_TASK TO COMPLETE_:
Please find the lines in the following records that hold "window", and copy them.

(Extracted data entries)
<<<<

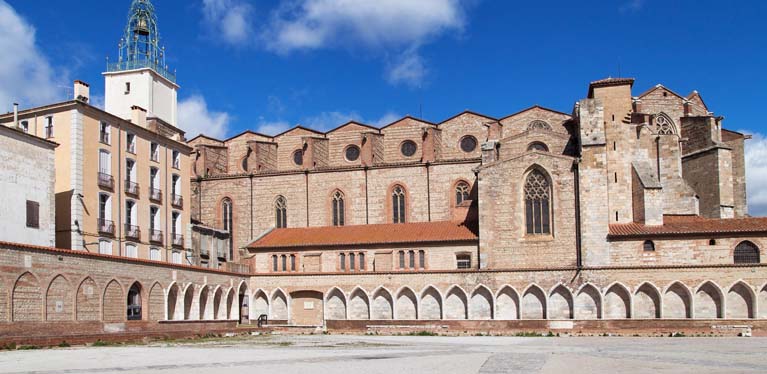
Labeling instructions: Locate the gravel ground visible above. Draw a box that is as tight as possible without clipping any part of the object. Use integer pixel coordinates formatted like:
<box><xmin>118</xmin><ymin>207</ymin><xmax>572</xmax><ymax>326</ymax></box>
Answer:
<box><xmin>1</xmin><ymin>334</ymin><xmax>765</xmax><ymax>374</ymax></box>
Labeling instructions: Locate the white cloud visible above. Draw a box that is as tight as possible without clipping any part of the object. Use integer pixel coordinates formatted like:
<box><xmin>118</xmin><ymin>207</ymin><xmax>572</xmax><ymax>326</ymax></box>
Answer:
<box><xmin>202</xmin><ymin>0</ymin><xmax>255</xmax><ymax>46</ymax></box>
<box><xmin>744</xmin><ymin>131</ymin><xmax>767</xmax><ymax>216</ymax></box>
<box><xmin>0</xmin><ymin>1</ymin><xmax>64</xmax><ymax>108</ymax></box>
<box><xmin>253</xmin><ymin>110</ymin><xmax>403</xmax><ymax>136</ymax></box>
<box><xmin>254</xmin><ymin>118</ymin><xmax>291</xmax><ymax>136</ymax></box>
<box><xmin>178</xmin><ymin>95</ymin><xmax>230</xmax><ymax>139</ymax></box>
<box><xmin>371</xmin><ymin>111</ymin><xmax>402</xmax><ymax>127</ymax></box>
<box><xmin>386</xmin><ymin>48</ymin><xmax>427</xmax><ymax>87</ymax></box>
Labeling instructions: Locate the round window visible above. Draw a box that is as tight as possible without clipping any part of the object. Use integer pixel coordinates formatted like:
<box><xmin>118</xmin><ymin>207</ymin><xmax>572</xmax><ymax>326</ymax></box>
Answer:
<box><xmin>400</xmin><ymin>140</ymin><xmax>417</xmax><ymax>157</ymax></box>
<box><xmin>459</xmin><ymin>136</ymin><xmax>477</xmax><ymax>153</ymax></box>
<box><xmin>292</xmin><ymin>149</ymin><xmax>303</xmax><ymax>166</ymax></box>
<box><xmin>345</xmin><ymin>145</ymin><xmax>360</xmax><ymax>162</ymax></box>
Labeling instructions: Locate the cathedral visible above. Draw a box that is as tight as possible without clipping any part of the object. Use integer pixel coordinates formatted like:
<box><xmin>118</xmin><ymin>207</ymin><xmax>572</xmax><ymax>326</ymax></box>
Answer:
<box><xmin>1</xmin><ymin>0</ymin><xmax>766</xmax><ymax>342</ymax></box>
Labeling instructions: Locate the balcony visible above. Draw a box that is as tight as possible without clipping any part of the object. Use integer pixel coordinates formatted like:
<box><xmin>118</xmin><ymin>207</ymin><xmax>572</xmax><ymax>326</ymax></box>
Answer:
<box><xmin>200</xmin><ymin>247</ymin><xmax>209</xmax><ymax>257</ymax></box>
<box><xmin>99</xmin><ymin>132</ymin><xmax>110</xmax><ymax>145</ymax></box>
<box><xmin>98</xmin><ymin>219</ymin><xmax>115</xmax><ymax>236</ymax></box>
<box><xmin>172</xmin><ymin>194</ymin><xmax>183</xmax><ymax>208</ymax></box>
<box><xmin>226</xmin><ymin>262</ymin><xmax>251</xmax><ymax>274</ymax></box>
<box><xmin>125</xmin><ymin>180</ymin><xmax>140</xmax><ymax>197</ymax></box>
<box><xmin>98</xmin><ymin>172</ymin><xmax>114</xmax><ymax>190</ymax></box>
<box><xmin>126</xmin><ymin>143</ymin><xmax>136</xmax><ymax>154</ymax></box>
<box><xmin>149</xmin><ymin>188</ymin><xmax>162</xmax><ymax>202</ymax></box>
<box><xmin>172</xmin><ymin>234</ymin><xmax>184</xmax><ymax>248</ymax></box>
<box><xmin>125</xmin><ymin>224</ymin><xmax>140</xmax><ymax>240</ymax></box>
<box><xmin>172</xmin><ymin>159</ymin><xmax>180</xmax><ymax>169</ymax></box>
<box><xmin>150</xmin><ymin>229</ymin><xmax>163</xmax><ymax>244</ymax></box>
<box><xmin>217</xmin><ymin>250</ymin><xmax>227</xmax><ymax>261</ymax></box>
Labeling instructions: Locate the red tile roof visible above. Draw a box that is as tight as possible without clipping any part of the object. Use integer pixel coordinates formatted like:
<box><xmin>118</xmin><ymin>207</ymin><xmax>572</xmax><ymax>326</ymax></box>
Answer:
<box><xmin>247</xmin><ymin>221</ymin><xmax>479</xmax><ymax>249</ymax></box>
<box><xmin>609</xmin><ymin>215</ymin><xmax>767</xmax><ymax>238</ymax></box>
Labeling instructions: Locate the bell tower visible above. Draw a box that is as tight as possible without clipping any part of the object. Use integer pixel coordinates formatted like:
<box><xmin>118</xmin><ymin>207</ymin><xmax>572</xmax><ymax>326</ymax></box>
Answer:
<box><xmin>104</xmin><ymin>0</ymin><xmax>178</xmax><ymax>127</ymax></box>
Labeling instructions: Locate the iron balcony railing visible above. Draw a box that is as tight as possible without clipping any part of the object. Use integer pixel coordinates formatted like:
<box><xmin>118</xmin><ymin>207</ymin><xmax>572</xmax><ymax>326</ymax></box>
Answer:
<box><xmin>98</xmin><ymin>172</ymin><xmax>114</xmax><ymax>190</ymax></box>
<box><xmin>150</xmin><ymin>229</ymin><xmax>163</xmax><ymax>244</ymax></box>
<box><xmin>99</xmin><ymin>132</ymin><xmax>110</xmax><ymax>145</ymax></box>
<box><xmin>125</xmin><ymin>224</ymin><xmax>140</xmax><ymax>240</ymax></box>
<box><xmin>98</xmin><ymin>219</ymin><xmax>115</xmax><ymax>235</ymax></box>
<box><xmin>172</xmin><ymin>159</ymin><xmax>180</xmax><ymax>169</ymax></box>
<box><xmin>126</xmin><ymin>142</ymin><xmax>136</xmax><ymax>154</ymax></box>
<box><xmin>171</xmin><ymin>194</ymin><xmax>183</xmax><ymax>208</ymax></box>
<box><xmin>106</xmin><ymin>60</ymin><xmax>177</xmax><ymax>84</ymax></box>
<box><xmin>172</xmin><ymin>234</ymin><xmax>184</xmax><ymax>248</ymax></box>
<box><xmin>217</xmin><ymin>250</ymin><xmax>227</xmax><ymax>260</ymax></box>
<box><xmin>150</xmin><ymin>187</ymin><xmax>162</xmax><ymax>202</ymax></box>
<box><xmin>125</xmin><ymin>180</ymin><xmax>140</xmax><ymax>196</ymax></box>
<box><xmin>200</xmin><ymin>247</ymin><xmax>209</xmax><ymax>257</ymax></box>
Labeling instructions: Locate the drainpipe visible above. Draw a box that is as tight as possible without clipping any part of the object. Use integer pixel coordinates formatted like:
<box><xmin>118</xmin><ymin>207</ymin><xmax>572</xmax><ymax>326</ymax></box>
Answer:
<box><xmin>117</xmin><ymin>126</ymin><xmax>123</xmax><ymax>256</ymax></box>
<box><xmin>426</xmin><ymin>162</ymin><xmax>431</xmax><ymax>222</ymax></box>
<box><xmin>364</xmin><ymin>166</ymin><xmax>369</xmax><ymax>224</ymax></box>
<box><xmin>249</xmin><ymin>174</ymin><xmax>254</xmax><ymax>241</ymax></box>
<box><xmin>474</xmin><ymin>169</ymin><xmax>480</xmax><ymax>270</ymax></box>
<box><xmin>574</xmin><ymin>159</ymin><xmax>583</xmax><ymax>269</ymax></box>
<box><xmin>304</xmin><ymin>171</ymin><xmax>310</xmax><ymax>227</ymax></box>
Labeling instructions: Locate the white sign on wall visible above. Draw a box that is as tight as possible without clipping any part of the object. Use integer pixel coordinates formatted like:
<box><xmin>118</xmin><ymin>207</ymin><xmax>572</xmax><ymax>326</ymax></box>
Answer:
<box><xmin>304</xmin><ymin>301</ymin><xmax>314</xmax><ymax>310</ymax></box>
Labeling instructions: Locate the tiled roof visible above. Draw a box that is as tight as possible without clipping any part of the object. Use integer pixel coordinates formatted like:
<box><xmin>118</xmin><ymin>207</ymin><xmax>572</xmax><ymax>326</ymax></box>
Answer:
<box><xmin>608</xmin><ymin>215</ymin><xmax>767</xmax><ymax>238</ymax></box>
<box><xmin>247</xmin><ymin>221</ymin><xmax>479</xmax><ymax>249</ymax></box>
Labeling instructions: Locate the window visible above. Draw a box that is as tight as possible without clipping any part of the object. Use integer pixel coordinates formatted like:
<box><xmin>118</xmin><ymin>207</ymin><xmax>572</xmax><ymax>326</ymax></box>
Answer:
<box><xmin>340</xmin><ymin>253</ymin><xmax>346</xmax><ymax>271</ymax></box>
<box><xmin>400</xmin><ymin>140</ymin><xmax>417</xmax><ymax>157</ymax></box>
<box><xmin>418</xmin><ymin>250</ymin><xmax>425</xmax><ymax>269</ymax></box>
<box><xmin>150</xmin><ymin>167</ymin><xmax>160</xmax><ymax>200</ymax></box>
<box><xmin>359</xmin><ymin>253</ymin><xmax>365</xmax><ymax>270</ymax></box>
<box><xmin>171</xmin><ymin>251</ymin><xmax>182</xmax><ymax>264</ymax></box>
<box><xmin>99</xmin><ymin>240</ymin><xmax>113</xmax><ymax>255</ymax></box>
<box><xmin>392</xmin><ymin>185</ymin><xmax>406</xmax><ymax>223</ymax></box>
<box><xmin>290</xmin><ymin>255</ymin><xmax>296</xmax><ymax>271</ymax></box>
<box><xmin>125</xmin><ymin>200</ymin><xmax>137</xmax><ymax>227</ymax></box>
<box><xmin>25</xmin><ymin>200</ymin><xmax>39</xmax><ymax>228</ymax></box>
<box><xmin>455</xmin><ymin>181</ymin><xmax>470</xmax><ymax>205</ymax></box>
<box><xmin>99</xmin><ymin>122</ymin><xmax>110</xmax><ymax>145</ymax></box>
<box><xmin>709</xmin><ymin>239</ymin><xmax>717</xmax><ymax>246</ymax></box>
<box><xmin>172</xmin><ymin>150</ymin><xmax>180</xmax><ymax>169</ymax></box>
<box><xmin>345</xmin><ymin>145</ymin><xmax>360</xmax><ymax>162</ymax></box>
<box><xmin>98</xmin><ymin>194</ymin><xmax>112</xmax><ymax>234</ymax></box>
<box><xmin>126</xmin><ymin>159</ymin><xmax>136</xmax><ymax>183</ymax></box>
<box><xmin>275</xmin><ymin>196</ymin><xmax>287</xmax><ymax>228</ymax></box>
<box><xmin>456</xmin><ymin>253</ymin><xmax>471</xmax><ymax>269</ymax></box>
<box><xmin>409</xmin><ymin>250</ymin><xmax>415</xmax><ymax>270</ymax></box>
<box><xmin>655</xmin><ymin>113</ymin><xmax>676</xmax><ymax>135</ymax></box>
<box><xmin>149</xmin><ymin>206</ymin><xmax>159</xmax><ymax>231</ymax></box>
<box><xmin>527</xmin><ymin>120</ymin><xmax>552</xmax><ymax>131</ymax></box>
<box><xmin>524</xmin><ymin>169</ymin><xmax>551</xmax><ymax>235</ymax></box>
<box><xmin>272</xmin><ymin>255</ymin><xmax>278</xmax><ymax>272</ymax></box>
<box><xmin>99</xmin><ymin>149</ymin><xmax>112</xmax><ymax>176</ymax></box>
<box><xmin>149</xmin><ymin>247</ymin><xmax>160</xmax><ymax>261</ymax></box>
<box><xmin>292</xmin><ymin>149</ymin><xmax>303</xmax><ymax>166</ymax></box>
<box><xmin>281</xmin><ymin>255</ymin><xmax>287</xmax><ymax>271</ymax></box>
<box><xmin>399</xmin><ymin>251</ymin><xmax>405</xmax><ymax>269</ymax></box>
<box><xmin>45</xmin><ymin>116</ymin><xmax>53</xmax><ymax>138</ymax></box>
<box><xmin>527</xmin><ymin>142</ymin><xmax>549</xmax><ymax>152</ymax></box>
<box><xmin>332</xmin><ymin>190</ymin><xmax>345</xmax><ymax>226</ymax></box>
<box><xmin>734</xmin><ymin>241</ymin><xmax>760</xmax><ymax>264</ymax></box>
<box><xmin>459</xmin><ymin>136</ymin><xmax>477</xmax><ymax>153</ymax></box>
<box><xmin>171</xmin><ymin>211</ymin><xmax>180</xmax><ymax>236</ymax></box>
<box><xmin>241</xmin><ymin>156</ymin><xmax>249</xmax><ymax>172</ymax></box>
<box><xmin>125</xmin><ymin>82</ymin><xmax>131</xmax><ymax>94</ymax></box>
<box><xmin>349</xmin><ymin>253</ymin><xmax>356</xmax><ymax>271</ymax></box>
<box><xmin>19</xmin><ymin>120</ymin><xmax>28</xmax><ymax>133</ymax></box>
<box><xmin>150</xmin><ymin>142</ymin><xmax>159</xmax><ymax>162</ymax></box>
<box><xmin>125</xmin><ymin>244</ymin><xmax>138</xmax><ymax>258</ymax></box>
<box><xmin>643</xmin><ymin>240</ymin><xmax>655</xmax><ymax>252</ymax></box>
<box><xmin>221</xmin><ymin>198</ymin><xmax>233</xmax><ymax>231</ymax></box>
<box><xmin>126</xmin><ymin>133</ymin><xmax>136</xmax><ymax>153</ymax></box>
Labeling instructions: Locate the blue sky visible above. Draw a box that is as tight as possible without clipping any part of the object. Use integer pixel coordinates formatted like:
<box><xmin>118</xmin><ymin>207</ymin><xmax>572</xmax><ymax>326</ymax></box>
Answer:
<box><xmin>2</xmin><ymin>0</ymin><xmax>767</xmax><ymax>213</ymax></box>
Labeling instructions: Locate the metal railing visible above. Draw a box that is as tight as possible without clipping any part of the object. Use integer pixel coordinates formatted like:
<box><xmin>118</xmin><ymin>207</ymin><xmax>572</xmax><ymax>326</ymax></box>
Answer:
<box><xmin>106</xmin><ymin>60</ymin><xmax>177</xmax><ymax>84</ymax></box>
<box><xmin>150</xmin><ymin>229</ymin><xmax>163</xmax><ymax>244</ymax></box>
<box><xmin>98</xmin><ymin>172</ymin><xmax>114</xmax><ymax>189</ymax></box>
<box><xmin>99</xmin><ymin>132</ymin><xmax>110</xmax><ymax>145</ymax></box>
<box><xmin>98</xmin><ymin>219</ymin><xmax>115</xmax><ymax>235</ymax></box>
<box><xmin>125</xmin><ymin>224</ymin><xmax>140</xmax><ymax>240</ymax></box>
<box><xmin>172</xmin><ymin>234</ymin><xmax>184</xmax><ymax>247</ymax></box>
<box><xmin>125</xmin><ymin>180</ymin><xmax>140</xmax><ymax>196</ymax></box>
<box><xmin>150</xmin><ymin>188</ymin><xmax>162</xmax><ymax>202</ymax></box>
<box><xmin>172</xmin><ymin>194</ymin><xmax>183</xmax><ymax>208</ymax></box>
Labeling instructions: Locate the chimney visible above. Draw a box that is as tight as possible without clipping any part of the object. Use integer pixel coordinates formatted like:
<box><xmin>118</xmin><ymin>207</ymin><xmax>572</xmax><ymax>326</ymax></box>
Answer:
<box><xmin>13</xmin><ymin>103</ymin><xmax>18</xmax><ymax>128</ymax></box>
<box><xmin>131</xmin><ymin>105</ymin><xmax>147</xmax><ymax>128</ymax></box>
<box><xmin>74</xmin><ymin>80</ymin><xmax>90</xmax><ymax>103</ymax></box>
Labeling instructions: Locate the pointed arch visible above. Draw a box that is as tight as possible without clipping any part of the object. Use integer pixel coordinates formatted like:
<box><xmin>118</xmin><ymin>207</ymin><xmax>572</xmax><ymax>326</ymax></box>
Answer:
<box><xmin>395</xmin><ymin>286</ymin><xmax>417</xmax><ymax>320</ymax></box>
<box><xmin>419</xmin><ymin>285</ymin><xmax>443</xmax><ymax>320</ymax></box>
<box><xmin>275</xmin><ymin>195</ymin><xmax>288</xmax><ymax>228</ymax></box>
<box><xmin>102</xmin><ymin>279</ymin><xmax>125</xmax><ymax>322</ymax></box>
<box><xmin>166</xmin><ymin>282</ymin><xmax>181</xmax><ymax>320</ymax></box>
<box><xmin>759</xmin><ymin>283</ymin><xmax>767</xmax><ymax>319</ymax></box>
<box><xmin>126</xmin><ymin>281</ymin><xmax>144</xmax><ymax>321</ymax></box>
<box><xmin>325</xmin><ymin>287</ymin><xmax>347</xmax><ymax>320</ymax></box>
<box><xmin>12</xmin><ymin>272</ymin><xmax>42</xmax><ymax>322</ymax></box>
<box><xmin>390</xmin><ymin>184</ymin><xmax>408</xmax><ymax>224</ymax></box>
<box><xmin>45</xmin><ymin>275</ymin><xmax>72</xmax><ymax>321</ymax></box>
<box><xmin>148</xmin><ymin>282</ymin><xmax>164</xmax><ymax>321</ymax></box>
<box><xmin>349</xmin><ymin>287</ymin><xmax>370</xmax><ymax>320</ymax></box>
<box><xmin>469</xmin><ymin>285</ymin><xmax>494</xmax><ymax>320</ymax></box>
<box><xmin>444</xmin><ymin>285</ymin><xmax>468</xmax><ymax>320</ymax></box>
<box><xmin>549</xmin><ymin>284</ymin><xmax>573</xmax><ymax>319</ymax></box>
<box><xmin>574</xmin><ymin>283</ymin><xmax>601</xmax><ymax>320</ymax></box>
<box><xmin>654</xmin><ymin>112</ymin><xmax>677</xmax><ymax>135</ymax></box>
<box><xmin>726</xmin><ymin>281</ymin><xmax>755</xmax><ymax>319</ymax></box>
<box><xmin>521</xmin><ymin>284</ymin><xmax>546</xmax><ymax>319</ymax></box>
<box><xmin>211</xmin><ymin>286</ymin><xmax>223</xmax><ymax>320</ymax></box>
<box><xmin>693</xmin><ymin>281</ymin><xmax>723</xmax><ymax>319</ymax></box>
<box><xmin>0</xmin><ymin>278</ymin><xmax>6</xmax><ymax>322</ymax></box>
<box><xmin>198</xmin><ymin>285</ymin><xmax>211</xmax><ymax>320</ymax></box>
<box><xmin>524</xmin><ymin>167</ymin><xmax>552</xmax><ymax>235</ymax></box>
<box><xmin>634</xmin><ymin>282</ymin><xmax>661</xmax><ymax>319</ymax></box>
<box><xmin>371</xmin><ymin>286</ymin><xmax>394</xmax><ymax>320</ymax></box>
<box><xmin>75</xmin><ymin>277</ymin><xmax>100</xmax><ymax>321</ymax></box>
<box><xmin>663</xmin><ymin>281</ymin><xmax>692</xmax><ymax>319</ymax></box>
<box><xmin>225</xmin><ymin>288</ymin><xmax>235</xmax><ymax>319</ymax></box>
<box><xmin>603</xmin><ymin>282</ymin><xmax>631</xmax><ymax>319</ymax></box>
<box><xmin>183</xmin><ymin>284</ymin><xmax>196</xmax><ymax>320</ymax></box>
<box><xmin>252</xmin><ymin>289</ymin><xmax>269</xmax><ymax>321</ymax></box>
<box><xmin>331</xmin><ymin>189</ymin><xmax>346</xmax><ymax>226</ymax></box>
<box><xmin>270</xmin><ymin>288</ymin><xmax>288</xmax><ymax>320</ymax></box>
<box><xmin>496</xmin><ymin>285</ymin><xmax>520</xmax><ymax>320</ymax></box>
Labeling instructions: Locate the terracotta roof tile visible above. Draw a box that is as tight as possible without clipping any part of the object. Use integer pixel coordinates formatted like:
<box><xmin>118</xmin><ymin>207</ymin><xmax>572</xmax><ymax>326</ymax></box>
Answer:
<box><xmin>609</xmin><ymin>215</ymin><xmax>767</xmax><ymax>238</ymax></box>
<box><xmin>247</xmin><ymin>221</ymin><xmax>479</xmax><ymax>249</ymax></box>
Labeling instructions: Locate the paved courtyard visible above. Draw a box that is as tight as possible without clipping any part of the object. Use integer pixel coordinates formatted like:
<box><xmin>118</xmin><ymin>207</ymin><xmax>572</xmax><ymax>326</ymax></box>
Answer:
<box><xmin>1</xmin><ymin>334</ymin><xmax>766</xmax><ymax>374</ymax></box>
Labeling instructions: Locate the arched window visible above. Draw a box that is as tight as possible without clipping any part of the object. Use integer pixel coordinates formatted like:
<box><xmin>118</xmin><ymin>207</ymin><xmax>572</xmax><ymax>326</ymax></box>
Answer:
<box><xmin>527</xmin><ymin>142</ymin><xmax>549</xmax><ymax>152</ymax></box>
<box><xmin>734</xmin><ymin>241</ymin><xmax>760</xmax><ymax>264</ymax></box>
<box><xmin>655</xmin><ymin>113</ymin><xmax>676</xmax><ymax>135</ymax></box>
<box><xmin>527</xmin><ymin>120</ymin><xmax>552</xmax><ymax>131</ymax></box>
<box><xmin>455</xmin><ymin>181</ymin><xmax>470</xmax><ymax>205</ymax></box>
<box><xmin>127</xmin><ymin>283</ymin><xmax>142</xmax><ymax>320</ymax></box>
<box><xmin>392</xmin><ymin>185</ymin><xmax>406</xmax><ymax>223</ymax></box>
<box><xmin>643</xmin><ymin>240</ymin><xmax>655</xmax><ymax>252</ymax></box>
<box><xmin>275</xmin><ymin>196</ymin><xmax>287</xmax><ymax>228</ymax></box>
<box><xmin>332</xmin><ymin>191</ymin><xmax>345</xmax><ymax>226</ymax></box>
<box><xmin>524</xmin><ymin>169</ymin><xmax>551</xmax><ymax>235</ymax></box>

>>>>

_SOLUTION TO THE PROBLEM_:
Labeling instructions: Locate the round window visible above. Draw a box that is as tight as possible without clipping any part of the object. Use integer pixel coordinates formatted like:
Labeling instructions: Locate the window visible above. Draw a box that is as tight as possible without clipping any part of the object. Use integer pixel coordinates formatted like:
Labeling instructions: Locate the arched window visible above. Draw a box that is as tight as possible without clipping any part of the object. Use integer pixel coordinates formatted like:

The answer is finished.